▶ **Stated exercise**
In the listing below, rewrite the lines starting at the one containing "of the bright" and ending at the one containing "pixel 308 125". Change every "bright sun" to "blazing sun" and leave everything else untouched.

Dataset rows showing where objects appear
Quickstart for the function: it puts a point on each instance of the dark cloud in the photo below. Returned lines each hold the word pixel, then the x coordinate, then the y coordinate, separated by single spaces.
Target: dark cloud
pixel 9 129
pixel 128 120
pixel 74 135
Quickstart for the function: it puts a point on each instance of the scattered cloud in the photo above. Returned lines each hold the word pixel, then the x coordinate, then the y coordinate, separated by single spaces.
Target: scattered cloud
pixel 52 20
==
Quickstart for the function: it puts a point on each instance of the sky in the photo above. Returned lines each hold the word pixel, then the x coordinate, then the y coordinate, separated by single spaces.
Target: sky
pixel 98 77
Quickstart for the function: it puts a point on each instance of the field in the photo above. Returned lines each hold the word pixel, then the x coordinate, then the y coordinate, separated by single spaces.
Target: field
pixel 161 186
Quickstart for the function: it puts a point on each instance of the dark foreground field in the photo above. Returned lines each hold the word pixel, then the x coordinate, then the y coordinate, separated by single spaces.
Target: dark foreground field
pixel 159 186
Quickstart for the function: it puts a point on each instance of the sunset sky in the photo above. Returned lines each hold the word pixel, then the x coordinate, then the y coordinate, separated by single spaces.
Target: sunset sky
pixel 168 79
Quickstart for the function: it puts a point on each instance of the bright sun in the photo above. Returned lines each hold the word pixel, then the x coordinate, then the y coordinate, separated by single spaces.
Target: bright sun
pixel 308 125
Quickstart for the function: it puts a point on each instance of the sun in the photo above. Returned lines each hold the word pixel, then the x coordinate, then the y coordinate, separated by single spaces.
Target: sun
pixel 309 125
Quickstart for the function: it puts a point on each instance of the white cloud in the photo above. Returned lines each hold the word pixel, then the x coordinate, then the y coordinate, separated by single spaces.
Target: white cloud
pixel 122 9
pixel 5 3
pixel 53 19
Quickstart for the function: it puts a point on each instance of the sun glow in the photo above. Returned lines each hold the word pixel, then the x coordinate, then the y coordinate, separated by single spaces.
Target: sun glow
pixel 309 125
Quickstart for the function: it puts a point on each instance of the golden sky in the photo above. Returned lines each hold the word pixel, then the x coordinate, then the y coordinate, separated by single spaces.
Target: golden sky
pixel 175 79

▶ **Response to the task**
Quickstart for the function: it puts a point on each instance of the blazing sun in the photo above. Returned lines each hold the word pixel, then the x coordinate, then the y coordinate, separated by single spaces.
Target: blazing sun
pixel 308 125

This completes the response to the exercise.